Exercise brief.
Could you write out again every line starting at the one containing "Where can you find the quickdraw?" and ending at the one containing "point(407, 322)", both included and requests kept, adding 21 to each coordinate in the marked answer points while leaving the requests and their sample points unchanged?

==================================================

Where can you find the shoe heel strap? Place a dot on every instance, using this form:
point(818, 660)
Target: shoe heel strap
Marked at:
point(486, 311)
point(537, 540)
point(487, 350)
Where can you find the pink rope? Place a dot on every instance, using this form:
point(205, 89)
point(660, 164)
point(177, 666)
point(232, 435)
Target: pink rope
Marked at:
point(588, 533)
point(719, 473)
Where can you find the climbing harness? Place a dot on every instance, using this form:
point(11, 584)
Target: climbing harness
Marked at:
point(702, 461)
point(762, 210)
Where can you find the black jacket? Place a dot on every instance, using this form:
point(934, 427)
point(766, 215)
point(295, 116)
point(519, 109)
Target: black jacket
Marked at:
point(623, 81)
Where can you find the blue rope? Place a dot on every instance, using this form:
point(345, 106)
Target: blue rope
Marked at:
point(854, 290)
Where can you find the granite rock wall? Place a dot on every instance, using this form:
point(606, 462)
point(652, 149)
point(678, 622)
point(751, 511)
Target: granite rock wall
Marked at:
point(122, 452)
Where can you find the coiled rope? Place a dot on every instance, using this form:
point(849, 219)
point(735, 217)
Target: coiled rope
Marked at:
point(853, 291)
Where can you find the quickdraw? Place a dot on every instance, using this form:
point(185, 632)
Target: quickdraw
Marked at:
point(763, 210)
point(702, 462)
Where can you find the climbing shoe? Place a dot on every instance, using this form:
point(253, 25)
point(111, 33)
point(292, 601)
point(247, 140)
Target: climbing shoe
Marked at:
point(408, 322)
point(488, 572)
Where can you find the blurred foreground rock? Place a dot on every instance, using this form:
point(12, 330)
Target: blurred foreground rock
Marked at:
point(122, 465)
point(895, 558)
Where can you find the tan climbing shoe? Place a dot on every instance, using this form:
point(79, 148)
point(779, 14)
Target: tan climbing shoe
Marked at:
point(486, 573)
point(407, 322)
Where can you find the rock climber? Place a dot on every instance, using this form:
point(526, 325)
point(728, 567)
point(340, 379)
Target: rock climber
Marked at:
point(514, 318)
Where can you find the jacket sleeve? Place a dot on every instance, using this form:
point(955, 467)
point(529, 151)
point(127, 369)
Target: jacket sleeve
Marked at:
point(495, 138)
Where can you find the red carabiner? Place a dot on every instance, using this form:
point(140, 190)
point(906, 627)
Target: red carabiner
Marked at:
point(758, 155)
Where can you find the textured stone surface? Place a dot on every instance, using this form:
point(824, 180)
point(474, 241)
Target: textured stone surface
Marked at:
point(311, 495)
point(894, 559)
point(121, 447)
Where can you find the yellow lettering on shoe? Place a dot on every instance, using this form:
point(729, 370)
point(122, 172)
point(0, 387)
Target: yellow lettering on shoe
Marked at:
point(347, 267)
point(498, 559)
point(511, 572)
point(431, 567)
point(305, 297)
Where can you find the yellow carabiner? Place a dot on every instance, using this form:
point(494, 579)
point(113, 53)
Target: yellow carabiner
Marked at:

==================================================

Answer to this task.
Where can you find the quickdraw? Place a dot on every instance, using this form:
point(185, 632)
Target: quickdraw
Marked at:
point(784, 231)
point(723, 483)
Where can you find the climbing shoe? Place a dot on every instance, using this form:
point(253, 25)
point(111, 33)
point(292, 601)
point(247, 140)
Target: climbing shoe
Marked at:
point(429, 343)
point(509, 593)
Where can you find the blurred foreground rock? Place a dot on every instance, using this form:
point(12, 330)
Target: blurred foreground rock
Marked at:
point(143, 486)
point(916, 579)
Where can you find the tan climbing shoe? Place a dot on every instance, using this form:
point(79, 148)
point(779, 14)
Target: tan climbing shoe
Marked at:
point(507, 594)
point(428, 343)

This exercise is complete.